- _TEXT PROVIDED_:

Troubleshooting Hints for Crontab

If you're not seeing your cronjob succeeding, do you know if it's running at all?

How can we tell if the job is being attempted?

There are a few things we could try:

  • Keep an eye out for messages stating you have mail - if you do then take a look to see if it has any hints on what's happening!
  • Check any outputs that your script has - are they updating? For example, you can see the modified time of files using ls -l
  • If you're not seeing either of the above, check that your cron expression is described by crontab guru as what you'd expect
How can I output the logs to my own log file?

Good question, let's ask the internet!

The job is running but it fails

First of all, double check that the script runs successfully when you run it directly. If it doesn't, start by fixing it up.

If it's running directly but not through cron, check the error messages that you receive. Clearly we have some differences in how cron is running the job; we may need to provide some extra specifics within our script to help cron know how to run the job.

In particular, the following may be of assistance:

  • The whereis command can help you find the absolute path for commands
  • You can set environment variables within a script using export VAR="value"

New Requirements (stretch goal)

We've got some requirements from the CEO:

  • A dataset should be generated every five minutes, containing earthquakes in the last hour. It should be displayed on the site at /latest.
    Hint Use the --dataset-name option mentioned in the cliapp_reference.md to specify a dataset name of "latest".
  • The same data should also be available with a dataset name containing the date and time it was generated.
    HintUse the date command. E.g. date +"%y" would give you the year.
  • Any datasets older than 24 hours should be automatically deleted. More recent ones should be kept accessible.
    HintUse the find command on the folder containing the datasets. It has options to filter by date/time last modified, and an option to delete the files it finds. The DATA_FOLDER environment variable will tell you where the datasets are stored.

When you think your cronjob is working, check! Either look at the "dataset generated" timestamp on the website, or check the logs in /var/spool/mail/ec2-user.

Afternoon (Part 2)

If you haven't finished the "Data Manipulation" step yet, do so before starting the next steps - use the provided jq command in the hints there to proceed

Scaling up

Because of your great work, the Chimera website has become hugely popular - it's been featured on the TV news and you have thousands of users every day. In fact, it's become so popular that it's starting to slow down due to the sheer number of users.

We need to scale up!

We're going to set up two more VMs so we can share the website traffic between them.
For this exercise, we're going to focus on setting up the new VMs. We won't deal with how to share the traffic between them.

You should have hostnames (IP addresses) for the two new VMs. These are the 2 VMs for Part 2 that we saw in the list of EC2 instances earlier. The credentials to log in are the same as for your first VM.

Now, we could set up these VMs by SSHing into them and running some commands, like we did with the first VM in the morning. But, instead we're going to use Ansible.

Why Ansible?

The main reasons for using Ansible are:

  • Ansible makes it just as easy to set up 100 machines as it is to setup the first 1. So, when we need to scale up further, this will be simple.

  • Ansible is declarative rather than imperative.

- _GIVEN PROBLEM A_: In the crontab troubleshooting text, which command is suggested for finding the absolute path for commands?
- _GIVEN PROBLEM B_: Continue the crontab and Ansible tutorial text from the point where it stops.

- _RAW DATA_:

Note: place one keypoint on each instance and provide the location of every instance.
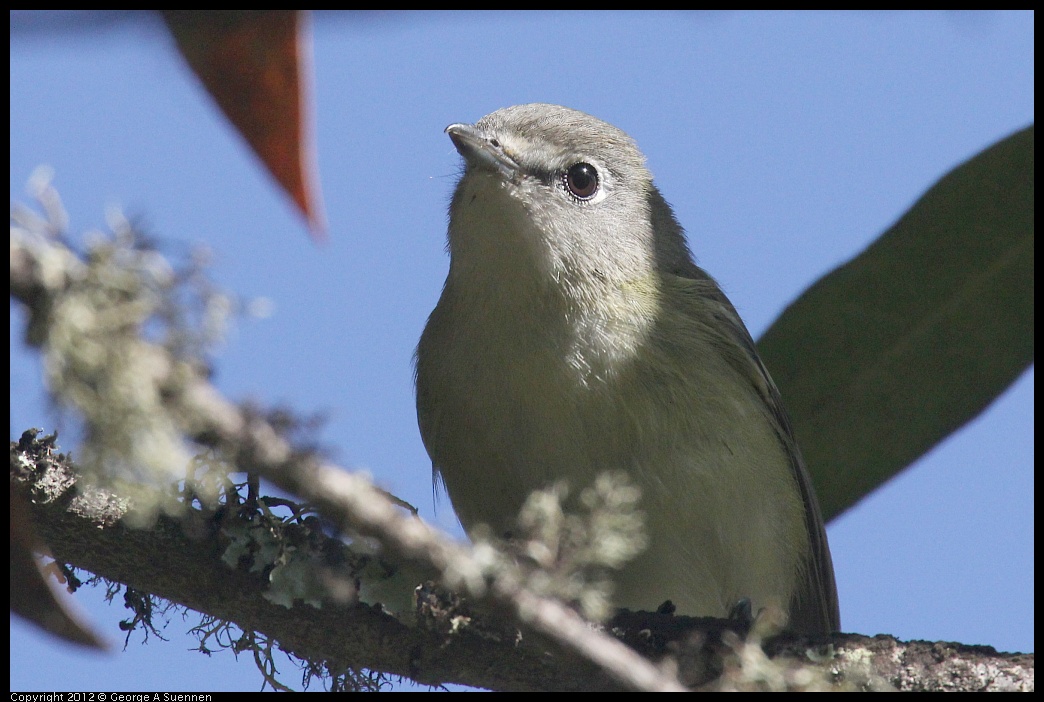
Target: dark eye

- _FINAL RESULT A_: The whereis command.

- _FINAL RESULT B_:
    • Declarative: we say what we want the end state to be
    • Imperative: we say the steps we want to take

    This makes it easier to manage. It gives us a lot of reassurance because Ansible files describe the state of the servers and can be managed in source control, like code. When it runs, Ansible can tell us what steps it has already taken, whether steps succeeded or failed (we'll see this in practice later).

How to Ansible

Ansible needs two machines (either physical machines or VMs) to run:

  • Control node
    Any machine with Ansible installed. You can run Ansible commands and playbooks by invoking the ansible or ansible-playbook command from any control node. You can use any computer that has a Python installation as a control node - laptops, shared desktops, and servers can all run Ansible.
    Note: However, you cannot use a Windows machine as a control node.

  • Managed nodes
    The servers you manage with Ansible. Managed nodes are also sometimes called “hosts”. Ansible is not installed on managed nodes. They only need a way for the control node to connect (e.g. SSH). Most operations require Python but Ansible can use the "raw module" to install Python itself.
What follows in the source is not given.